------ SELECTED TEXT ------

And finally, although it’s not our most important observation here: we strongly disagree with Texas’s allegation that DHHS failed to explain these HIPAA rules. The proposed and final versions of these rules include more than 650 pages of explanatory preambles. And that was the small-print, triple column Federal Register formatted page count, for pity’s sake.

What Will Happen to HIPAA if Texas Wins?

The specific relief sought by Texas is for the court to invalidate, vacate, and set aside the entirety of the Reproductive Care Rule and the noted section of the offending portion of the Current HIPAA Rules, payment of Texas’s attorneys’ fees, and such other relief as the court deems just and proper.

If the court agrees with Texas entirely, DHHS will be permanently enjoined from enforcing either part of the rules. Because the Current HIPAA Rules apply to PHI generally, a victory for Texas would ease law enforcement access to all PHI, not only PHI regarding reproductive rights.

In addition, covered entities’ understanding of the pending rule changes is highly variable (see above: the AG’s office might have been entitled to the PHI it requested but was denied) and a decision enjoining a 24-year-old part of the regulations will likely come as a surprise too. It’s very unlikely that law enforcement agencies, private litigants, or health care oversight agencies are any better versed in the already complicated requirements. Given those circumstances, the genuinely high-stakes nature of this topic, and its unfortunate politicization, if Texas wins, you should expect general chaos and uncertainty among the regulated community as we try to navigate the expectations of DHHS, law enforcement, and the courts. Probably you should expect that even if Texas does not win, since the attempt is a roadmap for future challenges which may be plentiful in this climate.

------ PROVIDED MATERIAL ------

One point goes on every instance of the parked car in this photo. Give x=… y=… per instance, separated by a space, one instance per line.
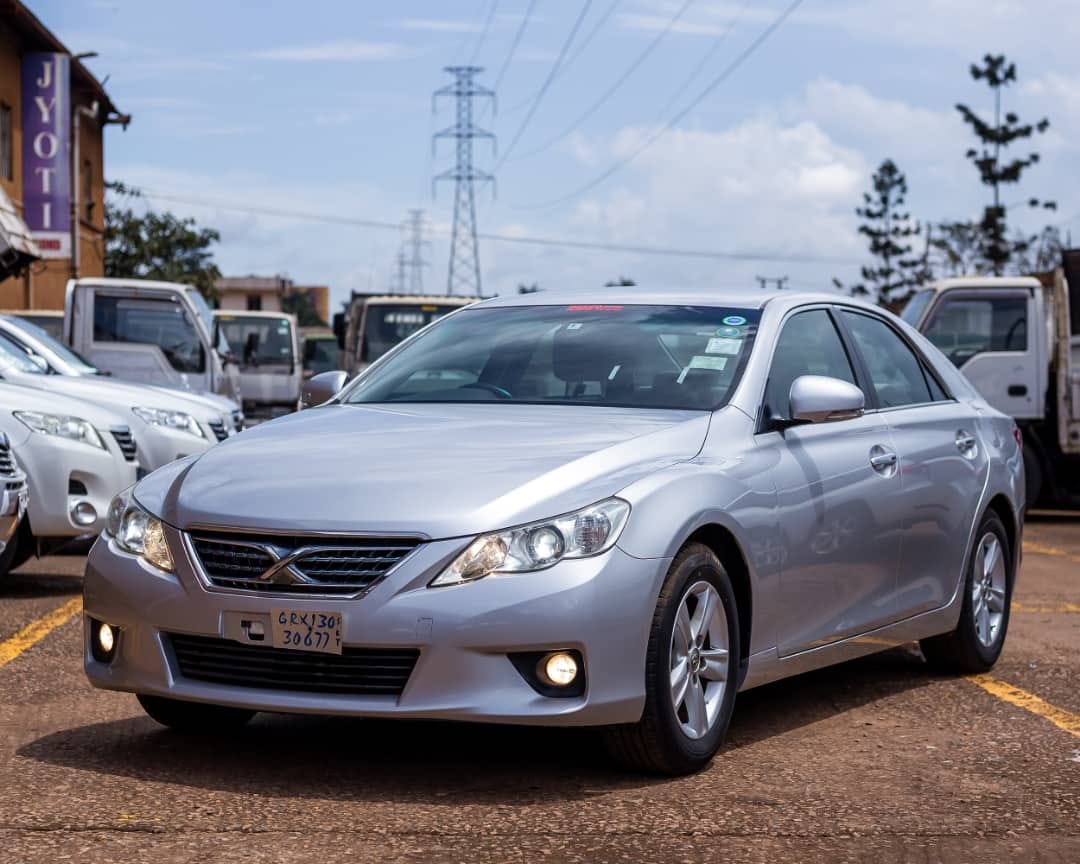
x=77 y=456
x=14 y=495
x=166 y=427
x=57 y=358
x=609 y=508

------

YOUR GOAL - Carry on the article about Texas's challenge to the HIPAA rules from its last sentence.

EXERCISE OUTPUT -
What to Do Now?

If you accept our prediction, it would be prudent to meet with leadership in your organization to get a view on how you might approach covered requests (with and without the Reproductive Care Rules in place). It is very possible to answer this question correctly under regulatory interpretations and still find yourself in a public dispute with a law enforcement agency, so an “institutional guiding light” will be very helpful to decision-making when the first covered request presents itself on your doorstep.

Bigger picture, you should understand that Loper Bright and DHHS’s approach to this new rule have handed Texas a great case to prevail on the claims they are asserting. It is not too soon to develop a secondary plan for compliance (we assume your primary plan remains implementation of the Reproductive Care Rules, which are enforceable by DHHS in December, potentially before the Texas case has a clear outcome). What will your review and response process be for PHI requests if these parts of HIPAA essentially do not exist? Can you pivot within the response time given by typical investigative demands? These questions are worth considering soon.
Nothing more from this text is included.